TSK'nın bazı siyasi partilerin desteğiyle gerçekleştirmiş olduğu 28 Şubat postmodern darbenin üzerinden 24 yıl geçti.
Mersin siyasi parti il başkanları, 28 Şubat darbesinde özelikle İslami camiaların ve ekonominin hedef alındığını belirttiler.
28 Şubat ve FETÖ yargısının etkilerinden bahseden HÜDA PAR Mersin İl Başkanı Zübeyir Akbaş, postmoden darbenin Türkiye tarihinde kara bir leke olduğunu belirtti.
Darbenin ekonomik sıkıntılara da neden olduğunu belirten Akbaş, "28 Şubat Türkiye için kalan bir yaradır. O dönemin kendini sistemin sahibi olarak gören katı kurallı kişilerin Anadolu insanına, Müslüman topluma yaptığı zulüm ve zorbalıktı. 28 Şubat'ta yıllar süren ekonomik sıkıntılar oldu. O dönemde Anadolu sermayesi olarak bildiğimiz holdingler vardı. Bunlar gerçekten ekonomiye katkıda bulunan şirketlerdi. O dönemin baskılarından dolayı bir algı oluşturuldu ve birçok firma, holding ve iş insanları 28 Şubat’ta katı zihniyetten dolayı ekonomik sıkıntılar yaşadı. İslami kesimlerde mağduriyetler söz konusu oldu. Anadolu insanı dindar muhafazakâr bir toplumdu. O dönemde memuriyetten atılanlar yapılan baskı nedeniyle Kur’an-ı Kerim eğitimin camilerde yasaklanması ve ders verenlerin göz altına alınması gibi etkiler oluşturmuştu." dedi.
------------------------------------
→ **Yapılacaklar**:
1. 28 Şubat darbesini konu alan kaynak metne göre HÜDA PAR Mersin İl Başkanı kimdir?
2. Kayıtlarda "handle" dizesini içeren satırların tamamını derle; büyük/küçük harf ayrımı dikkate alınır.
Kaynak metin ile kayıtlar arasında hiçbir bağlantı yoktur.
------------------------------------
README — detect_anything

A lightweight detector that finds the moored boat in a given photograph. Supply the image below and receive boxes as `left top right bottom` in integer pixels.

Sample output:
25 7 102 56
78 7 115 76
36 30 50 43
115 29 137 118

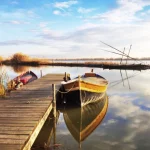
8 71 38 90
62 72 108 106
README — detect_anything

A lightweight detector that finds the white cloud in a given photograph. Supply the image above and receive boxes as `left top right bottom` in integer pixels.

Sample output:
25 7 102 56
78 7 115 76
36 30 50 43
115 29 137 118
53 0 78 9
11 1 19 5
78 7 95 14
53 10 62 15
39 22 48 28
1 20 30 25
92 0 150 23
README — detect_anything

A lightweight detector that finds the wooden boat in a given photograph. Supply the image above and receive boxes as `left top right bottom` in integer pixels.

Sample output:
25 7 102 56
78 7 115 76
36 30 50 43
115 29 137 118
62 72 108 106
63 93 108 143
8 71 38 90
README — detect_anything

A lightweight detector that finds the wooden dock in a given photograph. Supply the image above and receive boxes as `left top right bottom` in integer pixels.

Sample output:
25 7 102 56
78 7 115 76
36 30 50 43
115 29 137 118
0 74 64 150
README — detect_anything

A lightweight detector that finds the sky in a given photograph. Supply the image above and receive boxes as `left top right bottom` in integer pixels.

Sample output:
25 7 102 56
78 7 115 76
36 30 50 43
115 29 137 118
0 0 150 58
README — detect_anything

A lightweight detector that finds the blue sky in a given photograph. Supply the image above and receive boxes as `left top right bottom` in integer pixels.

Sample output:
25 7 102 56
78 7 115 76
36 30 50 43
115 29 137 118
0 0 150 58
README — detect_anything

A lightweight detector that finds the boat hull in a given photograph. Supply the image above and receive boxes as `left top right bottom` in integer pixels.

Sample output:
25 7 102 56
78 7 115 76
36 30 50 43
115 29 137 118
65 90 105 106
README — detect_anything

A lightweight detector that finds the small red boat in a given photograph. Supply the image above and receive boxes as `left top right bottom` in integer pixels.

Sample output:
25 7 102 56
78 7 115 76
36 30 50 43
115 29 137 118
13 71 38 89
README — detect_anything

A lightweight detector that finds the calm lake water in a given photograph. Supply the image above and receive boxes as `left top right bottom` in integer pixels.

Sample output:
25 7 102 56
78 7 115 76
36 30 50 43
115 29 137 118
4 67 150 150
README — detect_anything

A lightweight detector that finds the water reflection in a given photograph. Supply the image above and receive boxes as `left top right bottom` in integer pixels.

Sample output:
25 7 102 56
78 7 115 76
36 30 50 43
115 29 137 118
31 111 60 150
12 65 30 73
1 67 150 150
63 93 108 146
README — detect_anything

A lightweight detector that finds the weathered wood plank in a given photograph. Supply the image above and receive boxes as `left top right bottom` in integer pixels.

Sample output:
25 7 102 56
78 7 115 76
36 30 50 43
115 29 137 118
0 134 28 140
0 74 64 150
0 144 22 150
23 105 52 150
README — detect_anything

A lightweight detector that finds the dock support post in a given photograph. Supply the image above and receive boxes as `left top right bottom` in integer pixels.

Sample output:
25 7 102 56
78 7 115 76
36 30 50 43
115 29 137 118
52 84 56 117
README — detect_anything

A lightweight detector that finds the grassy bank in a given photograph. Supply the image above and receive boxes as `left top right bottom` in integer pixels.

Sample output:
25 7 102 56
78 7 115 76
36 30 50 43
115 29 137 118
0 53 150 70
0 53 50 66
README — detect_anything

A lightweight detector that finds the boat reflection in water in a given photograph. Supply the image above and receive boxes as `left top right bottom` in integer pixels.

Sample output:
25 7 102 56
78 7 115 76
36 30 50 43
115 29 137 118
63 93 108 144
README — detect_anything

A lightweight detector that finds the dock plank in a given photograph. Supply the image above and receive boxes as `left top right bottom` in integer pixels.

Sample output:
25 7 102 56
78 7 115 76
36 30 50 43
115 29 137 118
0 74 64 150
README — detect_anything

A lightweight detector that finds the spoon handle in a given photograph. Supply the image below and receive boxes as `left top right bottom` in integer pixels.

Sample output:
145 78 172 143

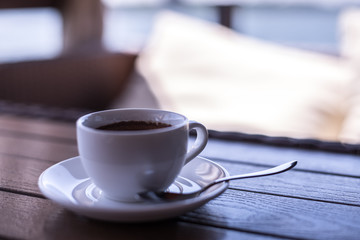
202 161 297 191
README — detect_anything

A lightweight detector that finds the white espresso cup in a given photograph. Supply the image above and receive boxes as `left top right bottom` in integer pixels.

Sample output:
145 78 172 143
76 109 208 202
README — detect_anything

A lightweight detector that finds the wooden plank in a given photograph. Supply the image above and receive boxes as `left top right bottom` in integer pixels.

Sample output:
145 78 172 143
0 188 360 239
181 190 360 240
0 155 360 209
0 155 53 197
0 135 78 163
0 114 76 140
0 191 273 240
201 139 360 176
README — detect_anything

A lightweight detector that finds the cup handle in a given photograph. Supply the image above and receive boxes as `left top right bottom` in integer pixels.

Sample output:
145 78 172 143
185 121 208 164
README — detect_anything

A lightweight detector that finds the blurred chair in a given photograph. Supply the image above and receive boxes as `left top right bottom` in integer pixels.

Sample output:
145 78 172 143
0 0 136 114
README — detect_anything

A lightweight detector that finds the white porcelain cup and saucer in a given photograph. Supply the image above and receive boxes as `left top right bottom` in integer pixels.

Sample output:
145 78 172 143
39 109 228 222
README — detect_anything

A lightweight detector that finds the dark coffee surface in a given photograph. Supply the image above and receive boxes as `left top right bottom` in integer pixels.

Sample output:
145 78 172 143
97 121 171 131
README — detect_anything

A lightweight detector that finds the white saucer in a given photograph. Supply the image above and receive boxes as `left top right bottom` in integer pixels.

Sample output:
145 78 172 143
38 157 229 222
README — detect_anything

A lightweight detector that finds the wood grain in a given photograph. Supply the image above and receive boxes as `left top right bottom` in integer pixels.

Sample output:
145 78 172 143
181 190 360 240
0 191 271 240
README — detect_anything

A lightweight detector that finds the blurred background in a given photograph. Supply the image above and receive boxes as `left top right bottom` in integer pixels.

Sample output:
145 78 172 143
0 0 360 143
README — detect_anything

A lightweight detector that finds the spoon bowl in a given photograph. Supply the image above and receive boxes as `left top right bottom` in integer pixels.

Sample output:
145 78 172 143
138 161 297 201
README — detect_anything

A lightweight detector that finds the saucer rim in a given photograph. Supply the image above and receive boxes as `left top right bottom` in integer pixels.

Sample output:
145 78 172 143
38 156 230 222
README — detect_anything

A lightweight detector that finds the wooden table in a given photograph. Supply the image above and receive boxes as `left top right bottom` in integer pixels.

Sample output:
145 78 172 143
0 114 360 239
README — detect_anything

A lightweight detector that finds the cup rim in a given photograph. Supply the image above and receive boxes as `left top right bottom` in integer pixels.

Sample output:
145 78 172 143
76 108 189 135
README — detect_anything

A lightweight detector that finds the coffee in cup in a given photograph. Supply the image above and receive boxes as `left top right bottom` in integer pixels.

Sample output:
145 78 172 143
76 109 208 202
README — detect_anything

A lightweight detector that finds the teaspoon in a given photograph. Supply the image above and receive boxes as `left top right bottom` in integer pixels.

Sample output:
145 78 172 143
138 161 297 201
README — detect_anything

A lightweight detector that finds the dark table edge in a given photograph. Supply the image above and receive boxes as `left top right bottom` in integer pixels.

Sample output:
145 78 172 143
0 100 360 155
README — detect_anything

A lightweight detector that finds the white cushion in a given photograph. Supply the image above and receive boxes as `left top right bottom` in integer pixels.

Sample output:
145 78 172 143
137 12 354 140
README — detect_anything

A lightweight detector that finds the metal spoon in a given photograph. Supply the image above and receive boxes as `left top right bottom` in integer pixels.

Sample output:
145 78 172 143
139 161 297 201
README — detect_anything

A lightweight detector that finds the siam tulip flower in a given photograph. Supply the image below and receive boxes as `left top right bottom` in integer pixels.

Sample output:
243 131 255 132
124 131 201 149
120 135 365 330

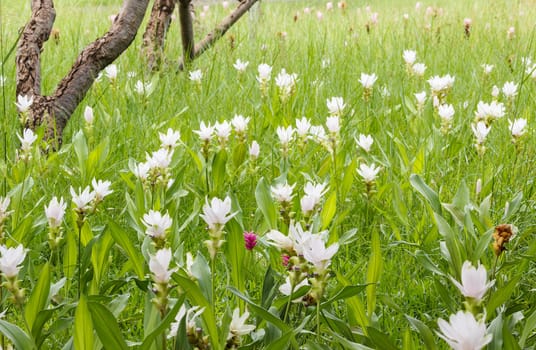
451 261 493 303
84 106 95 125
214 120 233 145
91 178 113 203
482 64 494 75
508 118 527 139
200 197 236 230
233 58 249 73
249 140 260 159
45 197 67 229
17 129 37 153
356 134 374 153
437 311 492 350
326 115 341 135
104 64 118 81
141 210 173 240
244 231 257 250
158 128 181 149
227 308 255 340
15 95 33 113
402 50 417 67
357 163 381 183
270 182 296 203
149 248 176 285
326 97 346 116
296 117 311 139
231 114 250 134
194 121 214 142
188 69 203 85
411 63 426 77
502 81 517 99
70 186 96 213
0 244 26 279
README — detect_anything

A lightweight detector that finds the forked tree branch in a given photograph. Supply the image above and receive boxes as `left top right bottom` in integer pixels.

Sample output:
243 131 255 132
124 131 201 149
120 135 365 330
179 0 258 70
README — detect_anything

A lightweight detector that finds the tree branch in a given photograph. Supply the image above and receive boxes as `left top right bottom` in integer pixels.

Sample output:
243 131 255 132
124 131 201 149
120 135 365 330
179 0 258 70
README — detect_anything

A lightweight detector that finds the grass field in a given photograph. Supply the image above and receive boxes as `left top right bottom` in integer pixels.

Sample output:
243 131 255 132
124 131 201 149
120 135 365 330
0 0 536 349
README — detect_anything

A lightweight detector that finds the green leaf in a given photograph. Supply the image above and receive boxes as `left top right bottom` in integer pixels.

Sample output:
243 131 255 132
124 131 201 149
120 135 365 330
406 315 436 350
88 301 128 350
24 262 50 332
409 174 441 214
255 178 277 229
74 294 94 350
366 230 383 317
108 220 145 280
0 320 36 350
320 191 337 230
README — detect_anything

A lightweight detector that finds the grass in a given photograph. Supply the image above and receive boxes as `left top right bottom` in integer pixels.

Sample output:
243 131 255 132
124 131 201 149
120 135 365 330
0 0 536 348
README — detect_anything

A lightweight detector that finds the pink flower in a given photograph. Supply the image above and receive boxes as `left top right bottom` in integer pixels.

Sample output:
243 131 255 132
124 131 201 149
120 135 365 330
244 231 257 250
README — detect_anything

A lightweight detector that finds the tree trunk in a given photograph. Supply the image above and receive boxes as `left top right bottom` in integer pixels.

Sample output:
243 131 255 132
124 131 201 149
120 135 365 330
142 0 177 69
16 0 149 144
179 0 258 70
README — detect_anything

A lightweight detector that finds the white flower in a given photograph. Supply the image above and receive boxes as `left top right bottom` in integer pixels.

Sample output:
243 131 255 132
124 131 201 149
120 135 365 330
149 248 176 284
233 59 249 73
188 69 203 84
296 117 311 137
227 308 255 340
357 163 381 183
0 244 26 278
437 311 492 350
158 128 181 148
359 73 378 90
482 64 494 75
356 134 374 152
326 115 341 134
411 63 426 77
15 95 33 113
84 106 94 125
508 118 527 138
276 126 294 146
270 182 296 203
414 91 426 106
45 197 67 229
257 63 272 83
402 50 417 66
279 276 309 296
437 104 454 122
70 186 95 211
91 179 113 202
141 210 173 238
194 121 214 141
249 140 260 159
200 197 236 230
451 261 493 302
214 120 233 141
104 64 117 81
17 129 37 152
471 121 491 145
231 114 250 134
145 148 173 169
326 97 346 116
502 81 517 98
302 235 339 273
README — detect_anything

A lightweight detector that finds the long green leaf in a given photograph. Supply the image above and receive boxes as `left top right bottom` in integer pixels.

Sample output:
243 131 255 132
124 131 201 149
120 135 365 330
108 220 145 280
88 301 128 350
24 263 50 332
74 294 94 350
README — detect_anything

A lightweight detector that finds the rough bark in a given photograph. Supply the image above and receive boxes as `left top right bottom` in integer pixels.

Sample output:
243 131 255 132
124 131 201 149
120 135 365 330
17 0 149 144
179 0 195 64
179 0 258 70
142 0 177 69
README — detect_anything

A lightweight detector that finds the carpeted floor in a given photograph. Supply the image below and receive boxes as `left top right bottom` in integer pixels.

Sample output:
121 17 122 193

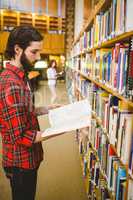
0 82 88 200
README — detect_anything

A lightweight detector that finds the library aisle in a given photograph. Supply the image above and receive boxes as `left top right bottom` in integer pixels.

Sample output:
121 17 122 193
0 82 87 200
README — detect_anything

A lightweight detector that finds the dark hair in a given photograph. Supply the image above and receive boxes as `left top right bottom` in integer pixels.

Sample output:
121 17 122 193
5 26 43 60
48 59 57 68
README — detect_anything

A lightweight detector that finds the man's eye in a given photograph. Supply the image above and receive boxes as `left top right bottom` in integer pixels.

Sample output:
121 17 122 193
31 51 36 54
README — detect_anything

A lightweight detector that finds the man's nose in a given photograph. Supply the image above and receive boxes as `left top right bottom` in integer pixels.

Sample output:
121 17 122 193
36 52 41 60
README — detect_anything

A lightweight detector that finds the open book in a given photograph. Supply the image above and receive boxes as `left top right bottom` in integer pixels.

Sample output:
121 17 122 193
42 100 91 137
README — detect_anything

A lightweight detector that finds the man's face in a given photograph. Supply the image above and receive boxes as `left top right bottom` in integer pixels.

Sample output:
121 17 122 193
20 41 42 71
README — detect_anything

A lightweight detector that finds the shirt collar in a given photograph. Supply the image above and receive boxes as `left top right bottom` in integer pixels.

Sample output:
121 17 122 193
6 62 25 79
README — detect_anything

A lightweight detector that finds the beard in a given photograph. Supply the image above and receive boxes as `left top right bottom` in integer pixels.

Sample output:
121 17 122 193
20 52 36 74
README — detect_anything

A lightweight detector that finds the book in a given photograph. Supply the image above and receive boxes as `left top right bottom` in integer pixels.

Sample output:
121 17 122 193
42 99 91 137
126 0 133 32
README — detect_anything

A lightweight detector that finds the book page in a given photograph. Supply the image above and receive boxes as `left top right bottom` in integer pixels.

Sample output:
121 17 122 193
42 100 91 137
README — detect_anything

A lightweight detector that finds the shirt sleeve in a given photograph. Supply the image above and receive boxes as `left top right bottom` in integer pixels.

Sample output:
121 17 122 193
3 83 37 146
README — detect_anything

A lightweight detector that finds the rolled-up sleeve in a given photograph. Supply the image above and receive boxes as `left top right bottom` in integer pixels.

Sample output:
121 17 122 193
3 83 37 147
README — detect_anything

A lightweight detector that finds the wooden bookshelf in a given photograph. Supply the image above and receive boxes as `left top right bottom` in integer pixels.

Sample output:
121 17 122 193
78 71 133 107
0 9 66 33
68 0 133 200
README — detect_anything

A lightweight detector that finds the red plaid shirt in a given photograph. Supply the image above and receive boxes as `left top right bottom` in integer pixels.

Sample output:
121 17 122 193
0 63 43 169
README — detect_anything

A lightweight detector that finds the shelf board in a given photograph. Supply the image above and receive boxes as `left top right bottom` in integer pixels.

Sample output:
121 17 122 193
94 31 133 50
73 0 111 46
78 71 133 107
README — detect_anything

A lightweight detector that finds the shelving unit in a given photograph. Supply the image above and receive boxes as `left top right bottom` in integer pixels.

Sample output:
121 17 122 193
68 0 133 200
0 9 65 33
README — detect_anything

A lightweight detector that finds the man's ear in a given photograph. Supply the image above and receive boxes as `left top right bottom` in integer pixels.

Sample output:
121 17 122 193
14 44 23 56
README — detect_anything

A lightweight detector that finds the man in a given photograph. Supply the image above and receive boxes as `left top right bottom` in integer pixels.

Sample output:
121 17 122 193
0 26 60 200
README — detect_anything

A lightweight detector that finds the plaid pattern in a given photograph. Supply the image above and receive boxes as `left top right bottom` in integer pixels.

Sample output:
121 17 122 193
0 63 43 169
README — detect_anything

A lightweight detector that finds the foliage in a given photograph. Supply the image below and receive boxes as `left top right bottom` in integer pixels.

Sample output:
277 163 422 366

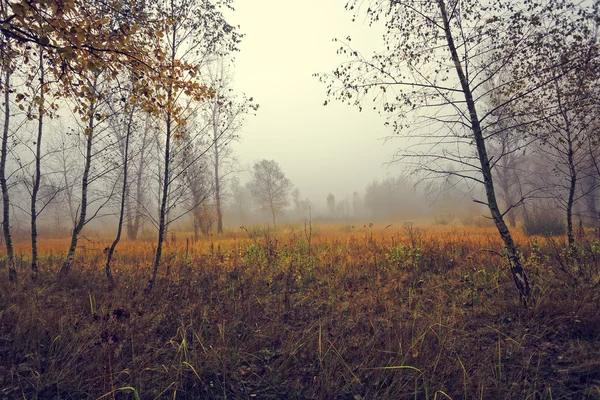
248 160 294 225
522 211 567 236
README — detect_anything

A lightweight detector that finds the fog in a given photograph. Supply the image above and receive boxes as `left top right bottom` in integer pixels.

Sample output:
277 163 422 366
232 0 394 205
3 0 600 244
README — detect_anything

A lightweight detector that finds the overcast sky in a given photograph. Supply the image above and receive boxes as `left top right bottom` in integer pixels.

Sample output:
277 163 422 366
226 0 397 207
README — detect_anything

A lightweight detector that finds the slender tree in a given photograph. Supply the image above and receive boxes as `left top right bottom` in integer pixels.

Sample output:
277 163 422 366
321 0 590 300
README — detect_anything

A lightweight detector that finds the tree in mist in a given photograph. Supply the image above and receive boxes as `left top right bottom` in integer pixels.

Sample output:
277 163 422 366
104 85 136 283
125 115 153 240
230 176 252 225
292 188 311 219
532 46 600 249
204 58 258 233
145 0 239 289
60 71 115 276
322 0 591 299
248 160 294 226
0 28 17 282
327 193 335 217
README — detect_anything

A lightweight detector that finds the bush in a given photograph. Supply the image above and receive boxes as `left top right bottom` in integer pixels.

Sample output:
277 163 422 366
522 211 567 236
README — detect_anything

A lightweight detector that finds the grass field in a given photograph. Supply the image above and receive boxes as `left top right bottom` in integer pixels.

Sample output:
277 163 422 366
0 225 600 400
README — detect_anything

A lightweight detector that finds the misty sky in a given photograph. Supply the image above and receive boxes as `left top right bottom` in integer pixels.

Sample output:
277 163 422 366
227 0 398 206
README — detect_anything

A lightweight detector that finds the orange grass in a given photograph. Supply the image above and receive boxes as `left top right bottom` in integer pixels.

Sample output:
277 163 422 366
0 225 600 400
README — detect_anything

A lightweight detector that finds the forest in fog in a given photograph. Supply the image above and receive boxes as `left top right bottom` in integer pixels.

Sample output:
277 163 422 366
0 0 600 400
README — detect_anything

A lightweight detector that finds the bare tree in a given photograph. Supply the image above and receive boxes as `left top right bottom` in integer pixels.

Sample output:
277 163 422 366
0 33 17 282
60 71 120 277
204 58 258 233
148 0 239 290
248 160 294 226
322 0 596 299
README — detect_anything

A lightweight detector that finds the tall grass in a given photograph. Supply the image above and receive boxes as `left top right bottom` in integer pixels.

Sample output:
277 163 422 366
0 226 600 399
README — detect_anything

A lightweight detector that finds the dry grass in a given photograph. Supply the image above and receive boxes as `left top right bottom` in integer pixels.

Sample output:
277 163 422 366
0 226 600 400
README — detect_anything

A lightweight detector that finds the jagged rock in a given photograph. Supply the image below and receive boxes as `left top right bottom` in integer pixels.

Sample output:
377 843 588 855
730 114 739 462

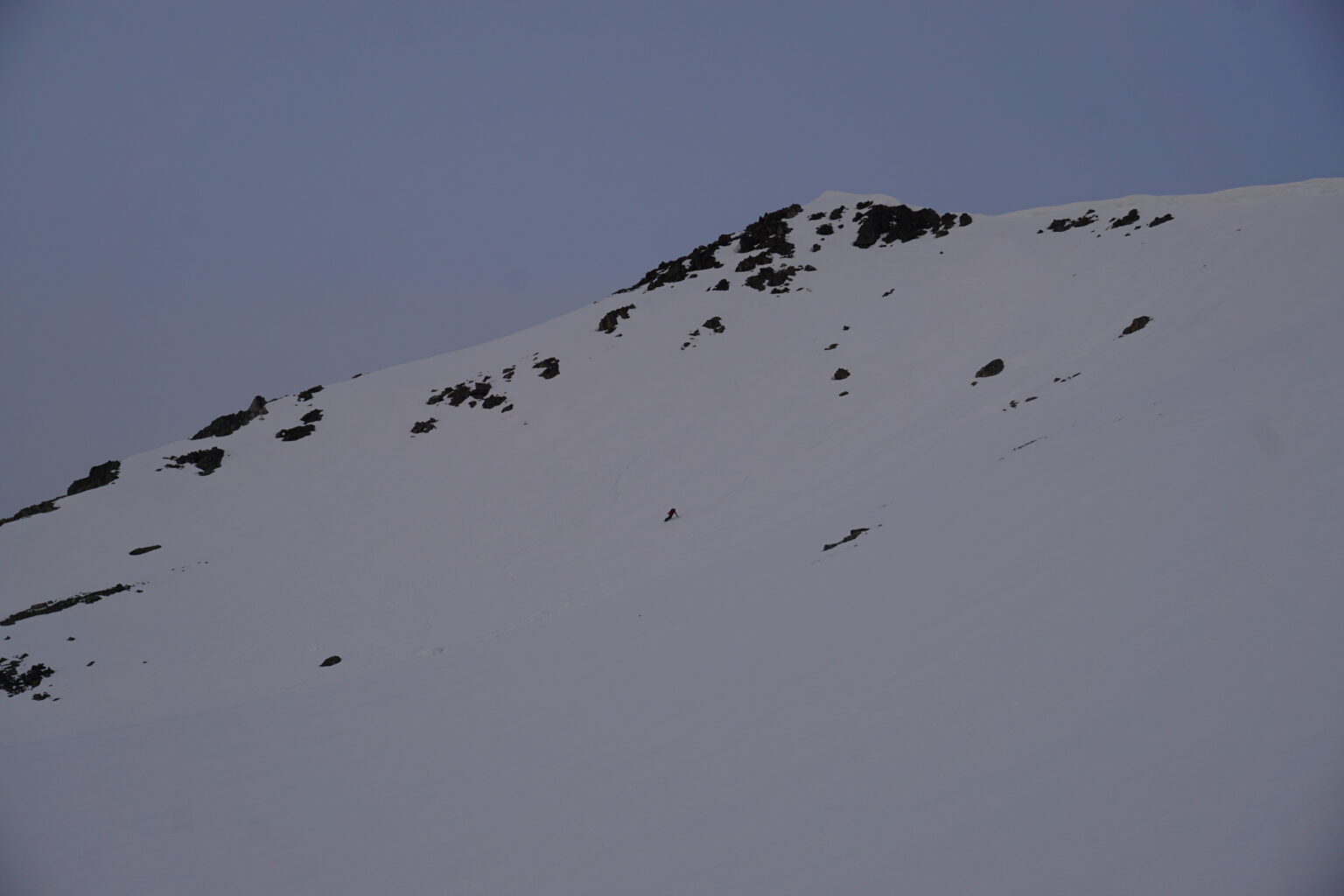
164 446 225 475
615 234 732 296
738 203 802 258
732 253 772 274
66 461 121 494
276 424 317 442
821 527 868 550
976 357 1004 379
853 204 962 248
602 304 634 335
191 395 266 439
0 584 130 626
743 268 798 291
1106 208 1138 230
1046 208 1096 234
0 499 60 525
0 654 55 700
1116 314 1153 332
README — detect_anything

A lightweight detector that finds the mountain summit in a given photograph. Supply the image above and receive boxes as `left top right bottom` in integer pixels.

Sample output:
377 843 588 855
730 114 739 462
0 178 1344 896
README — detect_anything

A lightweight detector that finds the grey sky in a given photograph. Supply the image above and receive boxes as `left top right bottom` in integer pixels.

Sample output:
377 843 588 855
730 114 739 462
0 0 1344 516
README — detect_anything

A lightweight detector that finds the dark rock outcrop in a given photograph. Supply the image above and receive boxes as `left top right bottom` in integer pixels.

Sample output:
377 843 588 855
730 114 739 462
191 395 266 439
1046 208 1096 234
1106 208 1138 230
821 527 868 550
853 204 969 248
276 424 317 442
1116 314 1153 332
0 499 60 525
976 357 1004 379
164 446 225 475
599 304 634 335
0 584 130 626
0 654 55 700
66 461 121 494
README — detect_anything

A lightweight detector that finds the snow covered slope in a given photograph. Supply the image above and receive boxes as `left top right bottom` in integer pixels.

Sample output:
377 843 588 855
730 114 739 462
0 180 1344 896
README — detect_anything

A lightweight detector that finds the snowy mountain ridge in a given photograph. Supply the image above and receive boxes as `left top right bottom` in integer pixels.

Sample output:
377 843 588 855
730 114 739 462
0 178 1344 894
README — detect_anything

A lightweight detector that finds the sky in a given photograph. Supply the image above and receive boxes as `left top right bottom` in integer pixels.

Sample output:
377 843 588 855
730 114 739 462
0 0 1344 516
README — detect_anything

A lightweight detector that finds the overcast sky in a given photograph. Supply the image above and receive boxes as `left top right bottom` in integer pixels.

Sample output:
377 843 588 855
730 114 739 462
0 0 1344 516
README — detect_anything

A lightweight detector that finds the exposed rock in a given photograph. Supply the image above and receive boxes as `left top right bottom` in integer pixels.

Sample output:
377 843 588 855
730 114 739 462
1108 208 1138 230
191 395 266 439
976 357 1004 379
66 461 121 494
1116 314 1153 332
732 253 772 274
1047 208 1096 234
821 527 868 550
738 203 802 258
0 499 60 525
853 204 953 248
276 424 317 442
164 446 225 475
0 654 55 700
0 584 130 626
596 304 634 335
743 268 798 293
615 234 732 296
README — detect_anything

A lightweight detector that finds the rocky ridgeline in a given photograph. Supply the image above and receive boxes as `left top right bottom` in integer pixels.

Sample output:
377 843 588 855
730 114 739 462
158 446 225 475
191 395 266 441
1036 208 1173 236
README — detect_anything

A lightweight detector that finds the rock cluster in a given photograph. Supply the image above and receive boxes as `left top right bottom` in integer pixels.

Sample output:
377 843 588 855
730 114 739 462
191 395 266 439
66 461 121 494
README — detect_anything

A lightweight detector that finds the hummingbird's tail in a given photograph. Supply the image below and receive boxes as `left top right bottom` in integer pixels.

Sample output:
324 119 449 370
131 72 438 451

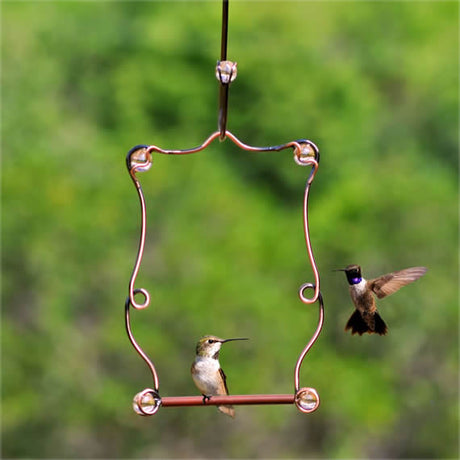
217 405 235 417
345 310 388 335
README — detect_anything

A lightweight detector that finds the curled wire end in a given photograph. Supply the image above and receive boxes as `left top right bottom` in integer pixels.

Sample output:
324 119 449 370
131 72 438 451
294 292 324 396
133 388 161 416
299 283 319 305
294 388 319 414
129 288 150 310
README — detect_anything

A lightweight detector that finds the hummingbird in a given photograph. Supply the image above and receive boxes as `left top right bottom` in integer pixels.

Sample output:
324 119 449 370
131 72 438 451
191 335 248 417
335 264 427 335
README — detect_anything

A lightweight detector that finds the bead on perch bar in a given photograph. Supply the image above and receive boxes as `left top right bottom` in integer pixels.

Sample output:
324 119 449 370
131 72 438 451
------------------------------------
→ **Çözümler**:
1. Zübeyir Akbaş.

2.
A lightweight detector that finds the spoon handle in a given photograph. Supply the image below and receive boxes as `left top right bottom` in integer pixels.
A lightweight detector that finds the cup handle in a given photograph. Supply the image above and receive boxes as `left top right bottom` in integer pixels.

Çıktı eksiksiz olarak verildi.